THE TASKS:
1 > In the boiler drawings text, what does it mean when the same reference number appears on parts in different figures? Answer in one to three sentences.
2 > Put this sentence from the boiler drawings text into Spanish: "FIG. 3 is a plan view looking down along line 3-3 of FIG. 1."

TEXT SHOWN:
++++++++++++++++++++

The preceding non-limiting aspects, as well as others, are more particularly described below. A more complete understanding of the processes and equipment can be obtained by reference to the accompanying drawings, which are not intended to indicate relative size and dimensions of the assemblies or components thereof. In those drawings and the description below, like numeric designations refer to components of like function. Specific terms used in that description are intended to refer only to the particular structure of the embodiments selected for illustration in the drawings, and are not intended to define or limit the scope of the disclosure.

BRIEF DESCRIPTION OF THE DRAWINGS

FIG. 1 is a sectional side elevation view of a CFB boiler depicting a first exemplary configuration of the disclosure, illustrating a bubbling fluidized bed (BFB) enclosure within the CFB boiler.

FIG. 2 is an enlarged view of a portion of the BFB enclosure disposed below the distribution grid of the CFB.

FIG. 2A is a view taken along line 2A-2A of FIG. 2.

FIG. 3 is a plan view looking down along line 3-3 of FIG. 1.

FIG. 4 is a section view taken along line 4-4 of FIG. 3.

++++++++++++++++++++

PROVIDED MATERIAL:
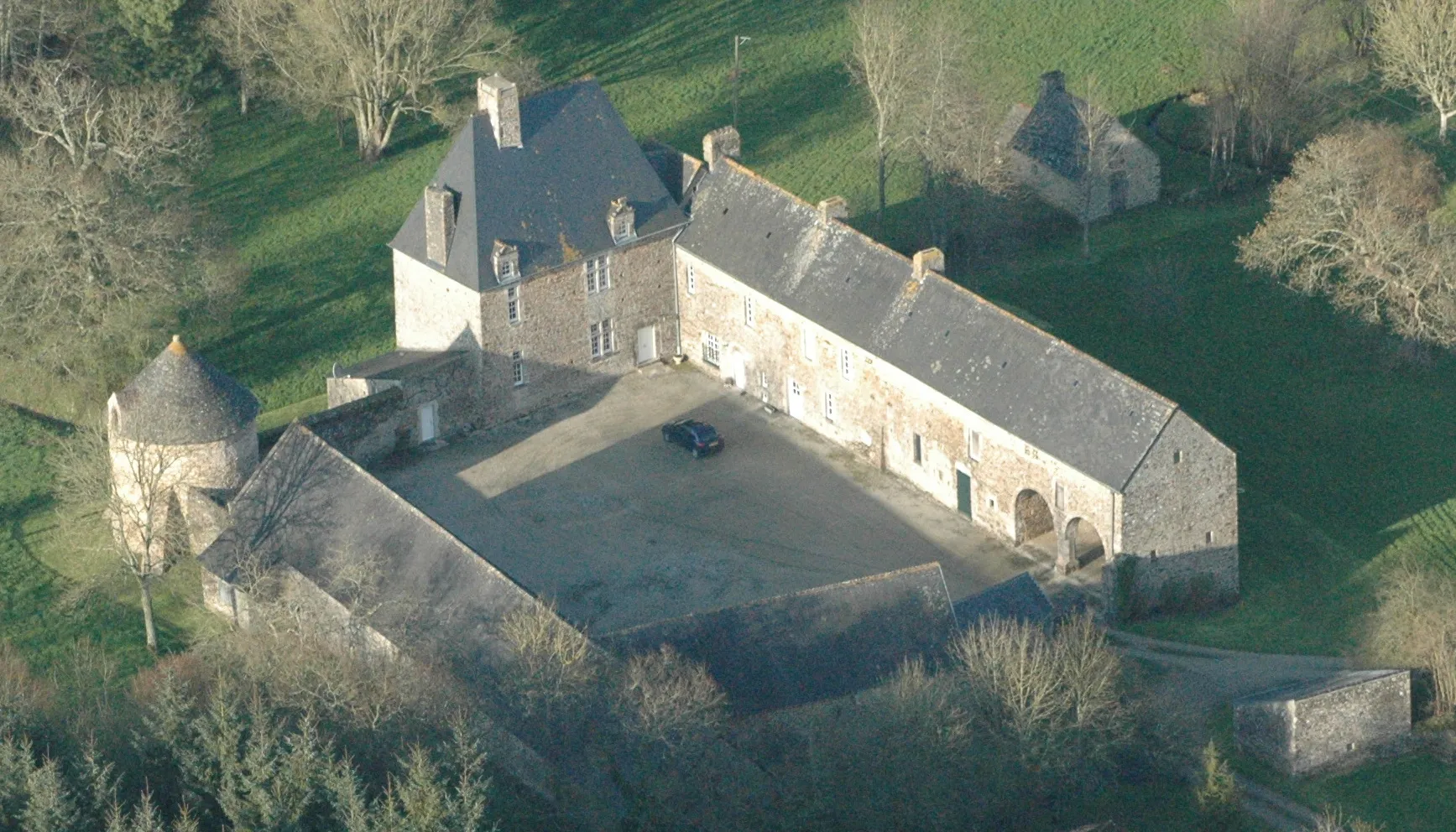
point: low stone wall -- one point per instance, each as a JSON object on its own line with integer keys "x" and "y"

++++++++++++++++++++

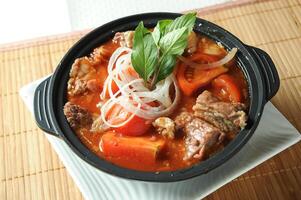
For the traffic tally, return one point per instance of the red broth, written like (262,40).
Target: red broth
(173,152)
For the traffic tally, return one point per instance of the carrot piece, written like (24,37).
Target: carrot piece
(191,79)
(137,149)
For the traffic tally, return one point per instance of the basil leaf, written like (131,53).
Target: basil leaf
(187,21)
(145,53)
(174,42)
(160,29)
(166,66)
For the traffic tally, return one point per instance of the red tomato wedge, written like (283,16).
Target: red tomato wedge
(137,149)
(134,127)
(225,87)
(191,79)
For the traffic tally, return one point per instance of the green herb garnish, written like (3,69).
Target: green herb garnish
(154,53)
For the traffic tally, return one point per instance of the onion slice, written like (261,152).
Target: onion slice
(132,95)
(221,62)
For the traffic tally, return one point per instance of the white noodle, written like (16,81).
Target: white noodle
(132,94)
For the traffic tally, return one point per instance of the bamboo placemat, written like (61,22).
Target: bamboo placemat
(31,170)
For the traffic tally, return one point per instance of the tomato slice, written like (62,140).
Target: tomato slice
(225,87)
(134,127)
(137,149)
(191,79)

++++++++++++++++++++

ANSWERS BELOW:
1 > It means those parts have the same function. The text says that in the drawings and the description, like numeric designations refer to components of like function.

2 > La FIG. 3 es una vista en planta mirando hacia abajo a lo largo de la línea 3-3 de la FIG. 1.